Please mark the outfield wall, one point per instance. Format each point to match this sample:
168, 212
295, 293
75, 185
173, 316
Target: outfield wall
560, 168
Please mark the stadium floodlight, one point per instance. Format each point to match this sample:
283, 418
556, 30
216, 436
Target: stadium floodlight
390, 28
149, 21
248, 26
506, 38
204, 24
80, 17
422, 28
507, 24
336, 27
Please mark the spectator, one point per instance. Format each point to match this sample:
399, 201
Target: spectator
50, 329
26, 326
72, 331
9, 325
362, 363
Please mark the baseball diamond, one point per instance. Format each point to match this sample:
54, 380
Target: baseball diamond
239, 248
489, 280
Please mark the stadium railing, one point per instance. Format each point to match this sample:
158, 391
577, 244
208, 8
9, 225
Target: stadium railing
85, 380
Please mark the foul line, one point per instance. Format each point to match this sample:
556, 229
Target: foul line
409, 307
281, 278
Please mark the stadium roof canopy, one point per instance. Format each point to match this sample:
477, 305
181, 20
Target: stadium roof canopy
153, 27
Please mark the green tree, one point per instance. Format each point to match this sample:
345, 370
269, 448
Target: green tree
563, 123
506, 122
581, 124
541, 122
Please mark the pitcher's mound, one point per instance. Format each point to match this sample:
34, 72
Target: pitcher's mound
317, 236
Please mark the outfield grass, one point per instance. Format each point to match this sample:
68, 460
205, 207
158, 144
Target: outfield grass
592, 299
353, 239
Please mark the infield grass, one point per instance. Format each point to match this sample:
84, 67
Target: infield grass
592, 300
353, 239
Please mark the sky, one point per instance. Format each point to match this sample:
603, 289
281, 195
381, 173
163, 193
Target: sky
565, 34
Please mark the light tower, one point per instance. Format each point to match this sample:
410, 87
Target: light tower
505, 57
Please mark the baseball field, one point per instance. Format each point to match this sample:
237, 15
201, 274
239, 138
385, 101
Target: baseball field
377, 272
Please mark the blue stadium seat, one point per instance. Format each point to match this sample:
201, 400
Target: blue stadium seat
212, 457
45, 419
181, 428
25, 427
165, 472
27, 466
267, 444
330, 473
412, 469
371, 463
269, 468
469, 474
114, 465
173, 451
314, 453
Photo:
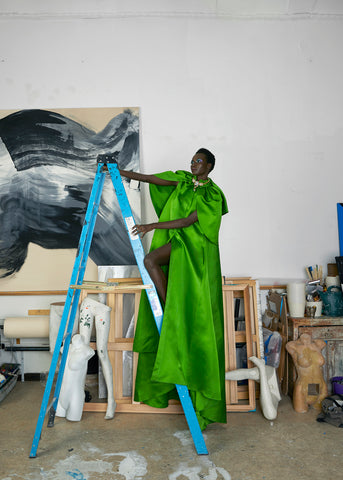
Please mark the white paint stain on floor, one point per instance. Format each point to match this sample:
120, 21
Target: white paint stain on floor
205, 468
128, 465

────

WRITTEN INSTRUCTION - Recast the entries as a numbered list with blank lines omitted, starting at the line that contains "Please mark the blue" and ending at the last line of the entries. Leave out any pictures.

RESPONSE -
1. Please mark the blue stadium seat, one point per instance. Format each point to match this sample:
2. 201, 400
3. Target: blue stadium seat
4. 212, 457
5. 45, 419
6. 181, 428
7. 25, 427
8. 165, 472
9. 27, 466
10. 267, 444
11. 330, 473
12. 412, 469
13. 371, 463
14. 269, 468
15. 469, 474
16. 114, 465
17. 173, 451
18. 314, 453
19. Photo:
20. Please mark the white paint stain on floor, one point per instance. Format each point to match this sample:
21. 120, 21
22. Target: white paint stain on floor
23. 205, 468
24. 128, 465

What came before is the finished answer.